Wednesday, 9 December 2009
Building the Kingdom
Wednesday, 2 September 2009
Here We Are Again
I spent two months holed up in a room at the Deanery, in His Majesty the Dean's absence. In fact for almost all the time I had the run of the place - a rather extensive place, as it happens - which felt like nothing so much as a rather superior holiday let. I was desperately concerned about killing the Dean's cat, but to my relief found that it had in fact had the good grace to die some time before.
I took the odd service at the Cathedral when nobody else was around, and elsewhere. A college friend died of a brain tumour and I took his funeral and memorial service, which went OK. I heard my first confession. I enjoyed being on Light Duties.
I was, after all, appointed Rector of Swanvale Halt, to which position I ascend on the 7th of September. I moved out of the Deanery and into my rather lovely Rectory, about which more at some other time. Now I'm squeezing my final few days of liberty visiting friends and doing fun things before Real Life returns.
Thursday, 14 May 2009
Limbo Again
During the Clergy Conference I was determined to find out what was happening after my visit to the parish to meet the curate, only formally-instituted churchwarden, and a layperson who acts as 'unwarden'. The first words anyone spoke to me at the conference were those of the Archdeacon: 'I don't know anything'. It turned out that, although the curate felt she could work with me, the Archdeacon thought the Rural Dean was going to ask the laypeople what they thought, while the Rural Dean thought the Archdeacon was going to. It never occurred to the laypeople that they should volunteer an opinion. So nobody knew anything at all.
Yesterday I called the Archdeacons' secretary, who is the only person in the entire diocese who seems capable of pulling a finger out of wherever the fingers of preternaturally inactive yet chronically busy people normally are. Apparently the laypeople did like me, and want me to come for an interview. However it isn't clear whether this means on my own, or as part of a group, which naturally I would prefer to avoid as while I may be the best available candidate for Swanvale Halt in the diocese, I doubt I am the best in the entire Church of England. I refrained from asking why this wasn't ascertained in the first place. So we continue to wait.

◆ **DATASET EXCERPTS**:
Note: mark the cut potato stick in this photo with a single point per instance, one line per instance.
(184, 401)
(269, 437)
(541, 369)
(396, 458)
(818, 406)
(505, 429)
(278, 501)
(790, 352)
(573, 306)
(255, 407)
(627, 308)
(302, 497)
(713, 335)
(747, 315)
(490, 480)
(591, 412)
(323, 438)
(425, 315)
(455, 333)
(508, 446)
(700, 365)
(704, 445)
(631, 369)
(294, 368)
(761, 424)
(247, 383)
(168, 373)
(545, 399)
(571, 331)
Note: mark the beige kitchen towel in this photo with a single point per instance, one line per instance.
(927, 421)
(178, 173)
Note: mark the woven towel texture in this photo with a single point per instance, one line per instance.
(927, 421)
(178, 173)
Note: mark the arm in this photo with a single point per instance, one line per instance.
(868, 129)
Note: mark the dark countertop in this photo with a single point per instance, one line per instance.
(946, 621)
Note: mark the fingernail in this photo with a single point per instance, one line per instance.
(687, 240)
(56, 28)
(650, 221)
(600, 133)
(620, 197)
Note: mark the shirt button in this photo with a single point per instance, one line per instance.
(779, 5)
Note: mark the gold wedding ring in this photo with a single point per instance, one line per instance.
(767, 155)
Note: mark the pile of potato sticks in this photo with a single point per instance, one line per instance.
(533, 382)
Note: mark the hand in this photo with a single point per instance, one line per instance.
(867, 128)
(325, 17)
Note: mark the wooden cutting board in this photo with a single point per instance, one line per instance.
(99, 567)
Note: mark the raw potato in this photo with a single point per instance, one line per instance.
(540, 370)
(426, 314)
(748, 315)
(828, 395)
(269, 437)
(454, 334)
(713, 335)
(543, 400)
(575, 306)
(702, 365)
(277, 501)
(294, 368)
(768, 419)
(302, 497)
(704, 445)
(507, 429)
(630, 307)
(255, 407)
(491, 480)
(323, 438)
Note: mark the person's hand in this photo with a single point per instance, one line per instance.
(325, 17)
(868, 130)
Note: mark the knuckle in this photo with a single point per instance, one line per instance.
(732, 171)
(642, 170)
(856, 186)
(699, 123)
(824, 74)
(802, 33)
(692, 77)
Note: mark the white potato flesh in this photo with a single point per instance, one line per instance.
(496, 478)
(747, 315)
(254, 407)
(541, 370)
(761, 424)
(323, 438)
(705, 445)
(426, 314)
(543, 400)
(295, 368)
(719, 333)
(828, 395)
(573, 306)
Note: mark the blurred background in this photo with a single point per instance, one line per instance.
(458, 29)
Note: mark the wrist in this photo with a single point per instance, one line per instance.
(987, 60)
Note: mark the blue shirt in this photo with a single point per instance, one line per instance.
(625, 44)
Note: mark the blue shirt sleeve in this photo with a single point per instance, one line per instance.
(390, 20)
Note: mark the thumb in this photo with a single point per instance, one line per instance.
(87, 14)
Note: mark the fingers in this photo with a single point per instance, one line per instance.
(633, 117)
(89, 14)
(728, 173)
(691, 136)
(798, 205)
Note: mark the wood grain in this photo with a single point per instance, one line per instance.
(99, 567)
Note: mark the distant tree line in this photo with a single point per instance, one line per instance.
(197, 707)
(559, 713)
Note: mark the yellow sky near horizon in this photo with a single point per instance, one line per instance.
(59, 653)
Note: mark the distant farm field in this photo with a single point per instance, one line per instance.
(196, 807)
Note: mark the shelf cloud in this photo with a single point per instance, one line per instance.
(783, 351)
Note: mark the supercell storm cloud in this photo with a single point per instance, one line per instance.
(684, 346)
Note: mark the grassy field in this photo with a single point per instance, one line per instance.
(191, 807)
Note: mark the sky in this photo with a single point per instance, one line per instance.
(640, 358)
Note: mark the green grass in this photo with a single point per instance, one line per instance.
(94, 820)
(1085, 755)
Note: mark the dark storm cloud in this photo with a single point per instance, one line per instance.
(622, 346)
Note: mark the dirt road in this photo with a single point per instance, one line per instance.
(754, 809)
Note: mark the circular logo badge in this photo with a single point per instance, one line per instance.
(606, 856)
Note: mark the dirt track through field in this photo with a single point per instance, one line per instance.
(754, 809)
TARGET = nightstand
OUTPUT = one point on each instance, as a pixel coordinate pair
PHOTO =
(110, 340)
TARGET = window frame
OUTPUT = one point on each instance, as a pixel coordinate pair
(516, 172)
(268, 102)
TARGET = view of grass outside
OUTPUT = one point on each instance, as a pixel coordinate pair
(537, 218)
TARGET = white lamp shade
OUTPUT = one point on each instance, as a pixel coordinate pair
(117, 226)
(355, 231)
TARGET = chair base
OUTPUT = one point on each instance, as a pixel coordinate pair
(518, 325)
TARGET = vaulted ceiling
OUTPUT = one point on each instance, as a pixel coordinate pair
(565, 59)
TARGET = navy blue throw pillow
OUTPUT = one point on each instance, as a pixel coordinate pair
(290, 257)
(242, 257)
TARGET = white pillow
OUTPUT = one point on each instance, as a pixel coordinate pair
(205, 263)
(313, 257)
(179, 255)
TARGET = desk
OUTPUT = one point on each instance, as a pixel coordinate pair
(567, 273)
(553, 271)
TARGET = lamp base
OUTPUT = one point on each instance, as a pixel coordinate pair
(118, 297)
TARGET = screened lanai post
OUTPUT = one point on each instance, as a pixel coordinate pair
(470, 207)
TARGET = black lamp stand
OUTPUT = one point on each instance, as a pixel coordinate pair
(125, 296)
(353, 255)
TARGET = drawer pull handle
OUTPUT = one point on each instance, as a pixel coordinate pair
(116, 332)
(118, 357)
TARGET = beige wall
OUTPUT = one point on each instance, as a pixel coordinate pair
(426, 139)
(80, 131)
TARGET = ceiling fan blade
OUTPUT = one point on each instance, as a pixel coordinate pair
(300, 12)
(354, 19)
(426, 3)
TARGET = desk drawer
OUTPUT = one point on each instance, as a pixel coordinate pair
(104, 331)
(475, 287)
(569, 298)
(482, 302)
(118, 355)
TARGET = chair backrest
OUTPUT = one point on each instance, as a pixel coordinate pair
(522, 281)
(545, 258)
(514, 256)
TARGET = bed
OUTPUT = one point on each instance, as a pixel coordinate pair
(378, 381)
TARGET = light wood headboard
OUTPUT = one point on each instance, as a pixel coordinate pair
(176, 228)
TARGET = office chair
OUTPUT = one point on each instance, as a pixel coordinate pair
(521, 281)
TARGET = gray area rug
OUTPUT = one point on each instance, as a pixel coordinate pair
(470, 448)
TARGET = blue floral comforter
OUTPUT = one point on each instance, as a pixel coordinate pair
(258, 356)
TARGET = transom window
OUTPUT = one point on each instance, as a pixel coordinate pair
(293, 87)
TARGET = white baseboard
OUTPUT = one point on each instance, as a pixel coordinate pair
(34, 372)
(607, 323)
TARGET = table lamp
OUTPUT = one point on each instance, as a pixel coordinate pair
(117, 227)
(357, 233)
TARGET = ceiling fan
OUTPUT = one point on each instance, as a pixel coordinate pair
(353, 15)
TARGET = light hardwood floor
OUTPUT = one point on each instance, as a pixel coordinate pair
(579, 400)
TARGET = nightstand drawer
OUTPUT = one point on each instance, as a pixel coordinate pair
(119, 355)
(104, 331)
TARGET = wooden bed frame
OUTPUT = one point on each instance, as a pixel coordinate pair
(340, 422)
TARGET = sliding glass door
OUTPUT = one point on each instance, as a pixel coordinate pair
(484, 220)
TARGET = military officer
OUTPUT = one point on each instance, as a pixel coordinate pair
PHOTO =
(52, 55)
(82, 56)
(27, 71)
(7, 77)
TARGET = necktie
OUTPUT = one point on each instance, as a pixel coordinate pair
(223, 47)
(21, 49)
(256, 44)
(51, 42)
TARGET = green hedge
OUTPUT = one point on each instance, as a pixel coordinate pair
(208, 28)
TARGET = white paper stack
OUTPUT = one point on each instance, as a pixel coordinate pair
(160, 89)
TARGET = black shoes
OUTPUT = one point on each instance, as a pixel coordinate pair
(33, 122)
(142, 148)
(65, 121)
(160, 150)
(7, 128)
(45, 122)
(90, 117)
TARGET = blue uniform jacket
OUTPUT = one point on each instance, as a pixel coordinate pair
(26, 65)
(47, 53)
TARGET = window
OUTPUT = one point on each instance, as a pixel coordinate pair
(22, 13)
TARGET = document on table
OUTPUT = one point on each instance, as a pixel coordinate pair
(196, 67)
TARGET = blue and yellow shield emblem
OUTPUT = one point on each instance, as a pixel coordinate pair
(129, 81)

◆ **WORK INSTRUCTION**:
Reproduce verbatim the passage of the blog post that begins at the words "I was, after" and stops after the words "Real Life returns.".

◆ **WRITTEN RESPONSE**:
I was, after all, appointed Rector of Swanvale Halt, to which position I ascend on the 7th of September. I moved out of the Deanery and into my rather lovely Rectory, about which more at some other time. Now I'm squeezing my final few days of liberty visiting friends and doing fun things before Real Life returns.